Exercise brief
Take from the records below each line that holds "blue".
-*-
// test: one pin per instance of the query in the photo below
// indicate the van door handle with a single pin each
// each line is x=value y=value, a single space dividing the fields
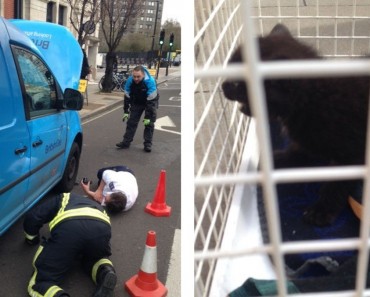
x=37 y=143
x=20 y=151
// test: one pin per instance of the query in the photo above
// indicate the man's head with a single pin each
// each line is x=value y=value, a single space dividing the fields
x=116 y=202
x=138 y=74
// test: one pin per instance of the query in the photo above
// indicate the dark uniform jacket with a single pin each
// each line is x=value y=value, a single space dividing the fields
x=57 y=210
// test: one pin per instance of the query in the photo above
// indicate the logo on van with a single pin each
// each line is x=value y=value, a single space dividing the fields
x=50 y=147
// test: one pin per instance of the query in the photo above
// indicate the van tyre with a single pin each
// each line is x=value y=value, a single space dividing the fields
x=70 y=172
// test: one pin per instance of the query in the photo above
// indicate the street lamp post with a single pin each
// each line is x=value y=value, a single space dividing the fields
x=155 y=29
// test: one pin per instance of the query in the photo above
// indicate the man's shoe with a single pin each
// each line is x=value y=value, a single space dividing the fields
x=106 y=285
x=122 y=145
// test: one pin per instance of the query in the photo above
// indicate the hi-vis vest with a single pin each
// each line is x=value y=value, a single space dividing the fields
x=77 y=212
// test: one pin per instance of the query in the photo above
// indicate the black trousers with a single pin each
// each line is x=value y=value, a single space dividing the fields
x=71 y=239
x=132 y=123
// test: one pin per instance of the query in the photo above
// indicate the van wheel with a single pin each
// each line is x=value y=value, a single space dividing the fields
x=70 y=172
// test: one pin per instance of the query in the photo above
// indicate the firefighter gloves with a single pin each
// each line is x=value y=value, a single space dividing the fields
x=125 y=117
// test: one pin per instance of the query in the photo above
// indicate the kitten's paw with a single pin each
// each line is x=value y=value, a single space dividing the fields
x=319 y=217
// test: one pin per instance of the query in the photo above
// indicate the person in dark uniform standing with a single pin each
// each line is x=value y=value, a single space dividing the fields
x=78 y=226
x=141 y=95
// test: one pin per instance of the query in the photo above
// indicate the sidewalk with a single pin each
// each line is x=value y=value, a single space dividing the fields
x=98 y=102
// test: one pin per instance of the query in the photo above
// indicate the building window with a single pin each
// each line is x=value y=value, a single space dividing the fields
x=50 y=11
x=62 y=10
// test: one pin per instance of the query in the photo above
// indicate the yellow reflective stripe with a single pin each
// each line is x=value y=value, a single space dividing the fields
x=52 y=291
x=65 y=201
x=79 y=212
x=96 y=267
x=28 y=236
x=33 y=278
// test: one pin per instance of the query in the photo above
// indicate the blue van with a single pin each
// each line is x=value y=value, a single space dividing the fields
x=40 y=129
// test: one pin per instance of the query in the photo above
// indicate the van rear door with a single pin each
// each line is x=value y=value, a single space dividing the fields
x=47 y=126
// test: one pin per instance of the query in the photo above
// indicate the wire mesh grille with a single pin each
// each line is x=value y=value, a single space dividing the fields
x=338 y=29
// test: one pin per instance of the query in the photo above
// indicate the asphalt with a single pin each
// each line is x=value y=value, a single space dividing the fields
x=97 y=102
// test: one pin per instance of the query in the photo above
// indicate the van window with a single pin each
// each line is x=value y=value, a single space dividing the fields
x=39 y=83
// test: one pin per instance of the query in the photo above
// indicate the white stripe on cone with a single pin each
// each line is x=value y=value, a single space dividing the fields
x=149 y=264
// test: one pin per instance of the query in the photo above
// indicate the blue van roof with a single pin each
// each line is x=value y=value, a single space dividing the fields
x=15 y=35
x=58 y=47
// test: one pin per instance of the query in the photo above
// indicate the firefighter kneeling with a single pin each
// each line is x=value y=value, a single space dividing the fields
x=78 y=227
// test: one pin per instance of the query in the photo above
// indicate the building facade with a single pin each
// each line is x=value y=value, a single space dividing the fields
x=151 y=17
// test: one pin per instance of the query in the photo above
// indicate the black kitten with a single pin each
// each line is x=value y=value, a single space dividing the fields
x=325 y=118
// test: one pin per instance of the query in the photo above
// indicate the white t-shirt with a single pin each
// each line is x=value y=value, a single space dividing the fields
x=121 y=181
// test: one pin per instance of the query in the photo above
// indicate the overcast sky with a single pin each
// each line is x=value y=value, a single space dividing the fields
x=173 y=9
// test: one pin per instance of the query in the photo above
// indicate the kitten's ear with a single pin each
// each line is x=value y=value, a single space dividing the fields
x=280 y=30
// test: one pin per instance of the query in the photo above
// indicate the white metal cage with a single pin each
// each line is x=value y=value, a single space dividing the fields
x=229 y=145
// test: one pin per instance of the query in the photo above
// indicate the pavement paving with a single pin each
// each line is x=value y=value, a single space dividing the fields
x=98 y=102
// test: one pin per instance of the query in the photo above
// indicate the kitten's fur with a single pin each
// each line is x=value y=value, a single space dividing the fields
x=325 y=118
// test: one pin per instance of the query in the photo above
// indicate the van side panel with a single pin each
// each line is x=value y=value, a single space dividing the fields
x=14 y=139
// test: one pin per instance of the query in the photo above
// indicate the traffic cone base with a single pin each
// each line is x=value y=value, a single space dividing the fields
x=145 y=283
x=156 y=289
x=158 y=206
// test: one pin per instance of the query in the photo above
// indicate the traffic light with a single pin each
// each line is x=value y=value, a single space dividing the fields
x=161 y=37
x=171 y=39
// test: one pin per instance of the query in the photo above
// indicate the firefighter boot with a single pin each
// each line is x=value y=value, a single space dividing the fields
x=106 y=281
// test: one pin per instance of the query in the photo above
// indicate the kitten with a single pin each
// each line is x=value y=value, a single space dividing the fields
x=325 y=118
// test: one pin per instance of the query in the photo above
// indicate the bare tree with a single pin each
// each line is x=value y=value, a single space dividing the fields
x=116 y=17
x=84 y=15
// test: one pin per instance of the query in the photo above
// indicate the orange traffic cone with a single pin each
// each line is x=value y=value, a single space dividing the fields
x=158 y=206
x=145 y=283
-*-
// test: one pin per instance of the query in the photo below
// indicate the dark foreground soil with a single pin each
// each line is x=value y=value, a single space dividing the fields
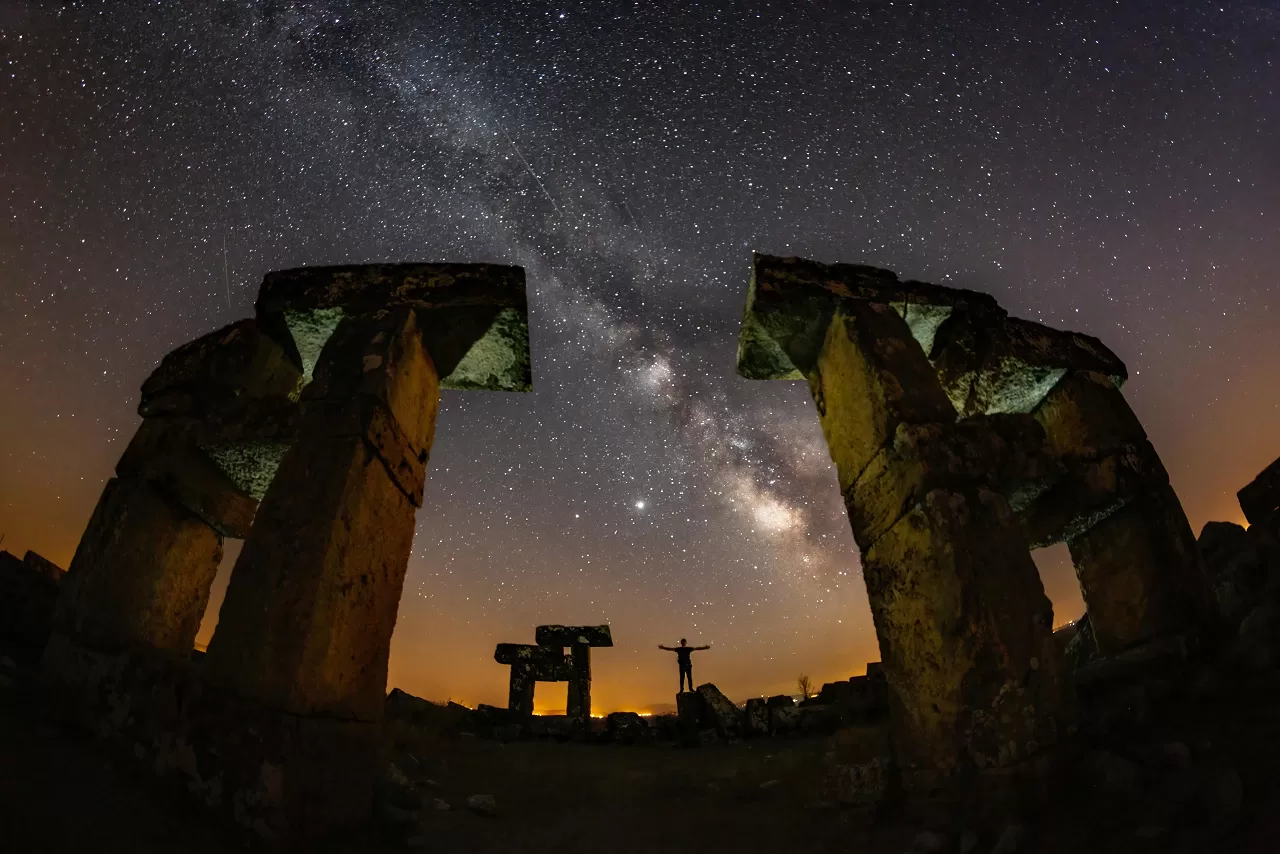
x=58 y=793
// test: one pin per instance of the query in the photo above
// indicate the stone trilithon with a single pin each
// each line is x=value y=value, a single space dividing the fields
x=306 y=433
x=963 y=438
-*-
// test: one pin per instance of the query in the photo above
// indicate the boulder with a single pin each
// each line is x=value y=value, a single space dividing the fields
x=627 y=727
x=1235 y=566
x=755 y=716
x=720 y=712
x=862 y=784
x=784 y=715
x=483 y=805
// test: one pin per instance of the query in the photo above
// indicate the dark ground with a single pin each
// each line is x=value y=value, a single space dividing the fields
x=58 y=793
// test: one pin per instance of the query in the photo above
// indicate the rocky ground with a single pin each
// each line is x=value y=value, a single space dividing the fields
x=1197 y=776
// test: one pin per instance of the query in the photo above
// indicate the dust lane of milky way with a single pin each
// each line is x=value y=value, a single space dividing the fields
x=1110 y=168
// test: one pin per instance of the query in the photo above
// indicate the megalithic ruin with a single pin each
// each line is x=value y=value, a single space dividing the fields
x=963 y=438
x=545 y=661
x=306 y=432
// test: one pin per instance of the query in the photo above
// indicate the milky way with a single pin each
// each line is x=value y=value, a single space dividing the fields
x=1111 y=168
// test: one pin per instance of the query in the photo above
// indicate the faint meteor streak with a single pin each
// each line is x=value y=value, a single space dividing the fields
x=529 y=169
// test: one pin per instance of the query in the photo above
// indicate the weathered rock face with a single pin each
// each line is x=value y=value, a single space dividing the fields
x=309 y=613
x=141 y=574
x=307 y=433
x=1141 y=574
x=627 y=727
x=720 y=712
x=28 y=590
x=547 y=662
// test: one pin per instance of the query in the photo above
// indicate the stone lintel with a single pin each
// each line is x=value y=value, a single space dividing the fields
-*-
Response
// indicate the blue van with a single pin each
// indicate the blue van roof with a single pin each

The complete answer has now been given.